Could you return only the lines that run from the line with "of the rooftop" through the final line of the data, exactly as they stand?

=== Dataset records ===

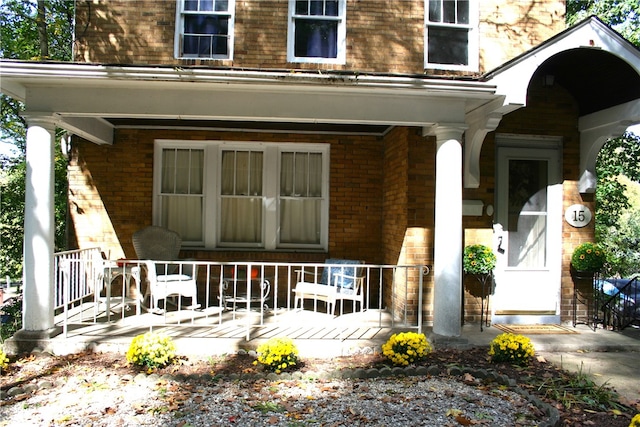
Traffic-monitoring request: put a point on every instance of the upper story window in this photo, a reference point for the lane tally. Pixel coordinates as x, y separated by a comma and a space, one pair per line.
243, 195
204, 29
451, 36
317, 31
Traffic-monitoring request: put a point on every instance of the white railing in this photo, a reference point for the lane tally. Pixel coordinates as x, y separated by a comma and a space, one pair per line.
76, 274
244, 295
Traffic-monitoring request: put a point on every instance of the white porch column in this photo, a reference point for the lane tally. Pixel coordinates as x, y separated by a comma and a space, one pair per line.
447, 303
38, 303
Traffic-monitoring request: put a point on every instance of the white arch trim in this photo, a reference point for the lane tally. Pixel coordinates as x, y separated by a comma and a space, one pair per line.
595, 129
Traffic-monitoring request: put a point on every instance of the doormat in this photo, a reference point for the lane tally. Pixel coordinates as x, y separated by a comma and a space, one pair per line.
535, 329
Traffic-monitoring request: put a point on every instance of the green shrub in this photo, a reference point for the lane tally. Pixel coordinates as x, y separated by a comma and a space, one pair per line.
151, 350
4, 361
406, 347
588, 257
512, 348
277, 355
478, 259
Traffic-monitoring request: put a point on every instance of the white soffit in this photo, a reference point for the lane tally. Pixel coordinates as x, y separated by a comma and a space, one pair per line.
512, 79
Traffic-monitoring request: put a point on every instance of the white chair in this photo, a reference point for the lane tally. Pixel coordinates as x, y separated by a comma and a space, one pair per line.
341, 280
158, 248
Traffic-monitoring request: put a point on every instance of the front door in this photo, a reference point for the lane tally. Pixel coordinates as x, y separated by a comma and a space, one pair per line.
528, 230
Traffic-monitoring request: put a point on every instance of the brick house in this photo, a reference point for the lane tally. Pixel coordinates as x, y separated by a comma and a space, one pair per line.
393, 132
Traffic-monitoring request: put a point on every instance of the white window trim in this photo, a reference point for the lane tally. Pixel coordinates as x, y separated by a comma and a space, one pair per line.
473, 47
179, 30
342, 37
211, 190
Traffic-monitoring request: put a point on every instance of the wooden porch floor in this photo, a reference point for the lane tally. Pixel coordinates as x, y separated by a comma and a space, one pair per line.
212, 331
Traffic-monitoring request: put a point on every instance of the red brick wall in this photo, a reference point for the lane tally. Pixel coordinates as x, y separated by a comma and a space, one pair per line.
385, 37
552, 112
409, 197
115, 182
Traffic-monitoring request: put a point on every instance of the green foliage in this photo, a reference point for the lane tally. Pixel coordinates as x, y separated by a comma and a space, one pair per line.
588, 257
151, 350
511, 348
621, 15
478, 259
618, 214
406, 347
4, 361
19, 39
277, 355
619, 156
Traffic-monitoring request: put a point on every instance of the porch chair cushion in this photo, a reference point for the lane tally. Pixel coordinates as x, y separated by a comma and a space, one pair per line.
341, 277
156, 245
335, 283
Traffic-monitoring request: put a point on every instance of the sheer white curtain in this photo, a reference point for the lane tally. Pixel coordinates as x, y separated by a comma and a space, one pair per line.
182, 196
241, 197
300, 197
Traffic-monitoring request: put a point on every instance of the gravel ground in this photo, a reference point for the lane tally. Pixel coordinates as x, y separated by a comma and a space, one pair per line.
103, 399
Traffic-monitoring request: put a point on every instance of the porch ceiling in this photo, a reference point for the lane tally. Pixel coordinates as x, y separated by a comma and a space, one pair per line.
92, 100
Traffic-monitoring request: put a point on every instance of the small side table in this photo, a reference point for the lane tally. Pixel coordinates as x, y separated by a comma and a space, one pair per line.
125, 271
232, 298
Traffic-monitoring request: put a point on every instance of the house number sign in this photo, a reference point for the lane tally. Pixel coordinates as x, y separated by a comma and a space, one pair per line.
578, 215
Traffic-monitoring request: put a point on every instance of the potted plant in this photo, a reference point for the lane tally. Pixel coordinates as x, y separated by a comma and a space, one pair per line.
478, 259
587, 259
479, 262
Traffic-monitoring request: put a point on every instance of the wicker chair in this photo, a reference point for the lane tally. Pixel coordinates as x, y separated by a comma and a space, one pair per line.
156, 247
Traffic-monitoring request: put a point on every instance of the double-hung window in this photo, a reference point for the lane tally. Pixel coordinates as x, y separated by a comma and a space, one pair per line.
204, 29
317, 31
451, 34
243, 195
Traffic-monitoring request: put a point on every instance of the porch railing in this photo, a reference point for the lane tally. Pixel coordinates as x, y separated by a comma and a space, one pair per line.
241, 295
620, 308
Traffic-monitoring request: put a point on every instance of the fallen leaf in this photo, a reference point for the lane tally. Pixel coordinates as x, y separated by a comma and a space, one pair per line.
464, 421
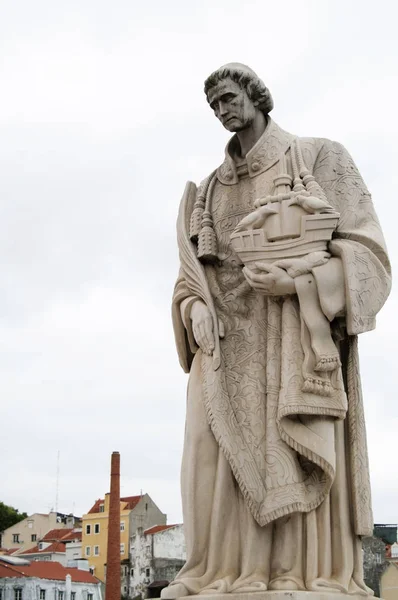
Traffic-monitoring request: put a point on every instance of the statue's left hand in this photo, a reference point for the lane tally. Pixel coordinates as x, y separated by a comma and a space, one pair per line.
270, 280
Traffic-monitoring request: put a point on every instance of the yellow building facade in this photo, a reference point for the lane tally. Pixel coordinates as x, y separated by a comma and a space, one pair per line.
135, 511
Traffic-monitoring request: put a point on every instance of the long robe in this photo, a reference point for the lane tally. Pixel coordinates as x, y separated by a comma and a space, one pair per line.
275, 481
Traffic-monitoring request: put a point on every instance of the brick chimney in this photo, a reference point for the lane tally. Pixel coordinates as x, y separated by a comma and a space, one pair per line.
112, 585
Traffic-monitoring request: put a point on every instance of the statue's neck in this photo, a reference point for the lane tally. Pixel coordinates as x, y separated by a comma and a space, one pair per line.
249, 136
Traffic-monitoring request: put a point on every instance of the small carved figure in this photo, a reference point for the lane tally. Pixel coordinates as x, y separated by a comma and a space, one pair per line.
266, 311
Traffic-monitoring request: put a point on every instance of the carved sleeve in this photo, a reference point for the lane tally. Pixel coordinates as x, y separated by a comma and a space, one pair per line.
358, 240
181, 306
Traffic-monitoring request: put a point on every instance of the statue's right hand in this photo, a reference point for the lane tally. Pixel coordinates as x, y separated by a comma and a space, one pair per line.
202, 326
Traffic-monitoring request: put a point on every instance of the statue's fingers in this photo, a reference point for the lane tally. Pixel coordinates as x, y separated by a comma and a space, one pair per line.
263, 267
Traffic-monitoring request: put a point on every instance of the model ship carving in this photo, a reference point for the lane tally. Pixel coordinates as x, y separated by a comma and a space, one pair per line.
295, 221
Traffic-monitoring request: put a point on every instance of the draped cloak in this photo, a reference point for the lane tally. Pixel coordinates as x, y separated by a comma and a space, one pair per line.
279, 440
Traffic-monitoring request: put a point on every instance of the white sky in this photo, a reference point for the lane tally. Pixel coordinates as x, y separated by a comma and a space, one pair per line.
102, 120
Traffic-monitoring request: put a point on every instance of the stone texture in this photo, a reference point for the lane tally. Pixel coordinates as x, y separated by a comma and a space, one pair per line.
283, 264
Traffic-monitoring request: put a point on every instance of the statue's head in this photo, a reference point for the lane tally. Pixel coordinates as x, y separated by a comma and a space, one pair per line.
236, 94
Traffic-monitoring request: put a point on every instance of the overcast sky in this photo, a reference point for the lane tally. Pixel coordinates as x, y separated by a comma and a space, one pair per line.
102, 121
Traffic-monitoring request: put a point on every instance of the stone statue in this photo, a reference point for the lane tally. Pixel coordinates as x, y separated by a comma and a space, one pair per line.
283, 264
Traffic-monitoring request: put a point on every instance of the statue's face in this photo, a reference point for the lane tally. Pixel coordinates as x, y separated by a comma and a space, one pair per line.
231, 105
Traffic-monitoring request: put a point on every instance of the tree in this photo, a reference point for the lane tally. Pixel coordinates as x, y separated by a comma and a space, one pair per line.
9, 516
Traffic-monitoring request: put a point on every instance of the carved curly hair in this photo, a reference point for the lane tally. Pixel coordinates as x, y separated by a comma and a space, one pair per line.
247, 79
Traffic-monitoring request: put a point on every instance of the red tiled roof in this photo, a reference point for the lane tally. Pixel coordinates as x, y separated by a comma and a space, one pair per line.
54, 547
73, 535
8, 551
131, 501
55, 534
46, 570
157, 528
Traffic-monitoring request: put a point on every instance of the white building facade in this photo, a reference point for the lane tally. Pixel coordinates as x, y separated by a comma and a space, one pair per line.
157, 555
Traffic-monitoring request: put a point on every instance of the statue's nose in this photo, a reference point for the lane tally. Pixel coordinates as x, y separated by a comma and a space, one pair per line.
223, 109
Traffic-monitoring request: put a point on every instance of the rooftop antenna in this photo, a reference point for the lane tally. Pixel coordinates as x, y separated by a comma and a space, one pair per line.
57, 484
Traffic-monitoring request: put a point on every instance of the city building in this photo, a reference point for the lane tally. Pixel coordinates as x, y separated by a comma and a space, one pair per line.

===

— Solution for this exercise —
Traffic-monitoring request: put a point on every instance of the rooftop antenna in this photo, a reference point for the lane tally. Pixel coordinates as x, y separated by a comma and a space, one pair per line.
57, 484
Traffic-monitoring request: put a point on every instance of the city building in this photo, a reference point for the lane tally. Pixel coordinates as x, y separated by a comma and a space, one pair per line.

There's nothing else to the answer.